### Data shown ###

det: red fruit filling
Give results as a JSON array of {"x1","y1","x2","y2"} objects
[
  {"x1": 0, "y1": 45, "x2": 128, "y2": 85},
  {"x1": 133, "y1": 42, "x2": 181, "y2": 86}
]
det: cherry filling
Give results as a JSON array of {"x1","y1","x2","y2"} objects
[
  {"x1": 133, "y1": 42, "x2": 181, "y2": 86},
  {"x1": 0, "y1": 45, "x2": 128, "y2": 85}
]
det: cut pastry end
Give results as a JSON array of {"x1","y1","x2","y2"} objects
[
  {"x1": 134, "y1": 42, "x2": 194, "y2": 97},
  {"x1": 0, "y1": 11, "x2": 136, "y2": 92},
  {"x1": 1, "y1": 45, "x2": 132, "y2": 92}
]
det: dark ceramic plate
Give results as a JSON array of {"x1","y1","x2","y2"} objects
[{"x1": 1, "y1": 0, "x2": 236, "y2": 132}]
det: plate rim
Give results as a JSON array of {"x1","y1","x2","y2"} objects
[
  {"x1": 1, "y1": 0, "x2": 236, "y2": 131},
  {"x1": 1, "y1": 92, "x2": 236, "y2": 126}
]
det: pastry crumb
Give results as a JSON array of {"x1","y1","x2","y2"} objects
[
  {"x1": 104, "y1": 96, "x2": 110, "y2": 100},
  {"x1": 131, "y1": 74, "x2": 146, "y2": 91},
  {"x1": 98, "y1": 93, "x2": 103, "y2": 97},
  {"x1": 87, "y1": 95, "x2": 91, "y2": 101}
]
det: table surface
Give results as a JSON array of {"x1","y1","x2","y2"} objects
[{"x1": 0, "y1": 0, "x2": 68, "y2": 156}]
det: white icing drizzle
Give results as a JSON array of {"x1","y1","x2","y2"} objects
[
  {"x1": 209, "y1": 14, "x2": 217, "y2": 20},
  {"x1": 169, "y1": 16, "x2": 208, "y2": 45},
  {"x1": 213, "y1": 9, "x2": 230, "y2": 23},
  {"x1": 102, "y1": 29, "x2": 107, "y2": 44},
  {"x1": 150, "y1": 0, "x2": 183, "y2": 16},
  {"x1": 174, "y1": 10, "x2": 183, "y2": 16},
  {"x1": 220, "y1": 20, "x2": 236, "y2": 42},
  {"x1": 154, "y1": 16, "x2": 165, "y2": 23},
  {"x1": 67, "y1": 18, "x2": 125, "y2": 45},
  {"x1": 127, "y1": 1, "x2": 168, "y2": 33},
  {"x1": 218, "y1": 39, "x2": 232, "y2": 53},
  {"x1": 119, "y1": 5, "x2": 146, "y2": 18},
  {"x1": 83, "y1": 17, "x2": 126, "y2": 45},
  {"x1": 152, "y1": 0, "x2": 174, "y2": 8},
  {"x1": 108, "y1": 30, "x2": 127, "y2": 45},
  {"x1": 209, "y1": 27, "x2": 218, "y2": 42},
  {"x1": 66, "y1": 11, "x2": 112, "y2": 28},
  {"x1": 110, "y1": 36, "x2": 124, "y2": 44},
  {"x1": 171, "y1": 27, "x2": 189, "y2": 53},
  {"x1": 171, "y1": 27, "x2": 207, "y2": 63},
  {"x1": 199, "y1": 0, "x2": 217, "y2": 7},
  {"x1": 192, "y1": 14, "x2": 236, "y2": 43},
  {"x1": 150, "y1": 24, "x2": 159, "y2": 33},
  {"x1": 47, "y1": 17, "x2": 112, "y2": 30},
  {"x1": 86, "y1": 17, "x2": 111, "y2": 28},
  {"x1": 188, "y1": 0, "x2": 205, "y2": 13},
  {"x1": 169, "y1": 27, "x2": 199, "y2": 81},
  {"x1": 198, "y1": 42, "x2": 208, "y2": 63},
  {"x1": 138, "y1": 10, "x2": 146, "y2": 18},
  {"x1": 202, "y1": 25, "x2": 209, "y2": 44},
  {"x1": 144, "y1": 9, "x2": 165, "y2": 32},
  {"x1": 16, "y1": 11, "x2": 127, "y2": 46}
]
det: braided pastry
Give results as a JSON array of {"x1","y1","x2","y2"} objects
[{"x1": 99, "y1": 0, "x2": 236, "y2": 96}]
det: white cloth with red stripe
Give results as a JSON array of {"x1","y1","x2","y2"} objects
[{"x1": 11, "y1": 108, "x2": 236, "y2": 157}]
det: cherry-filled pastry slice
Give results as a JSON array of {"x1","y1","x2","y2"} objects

###

Search the records for the word "white" and return every line that holds it.

=== Answer to the exercise ===
det: white icing drizzle
det: white cloth with red stripe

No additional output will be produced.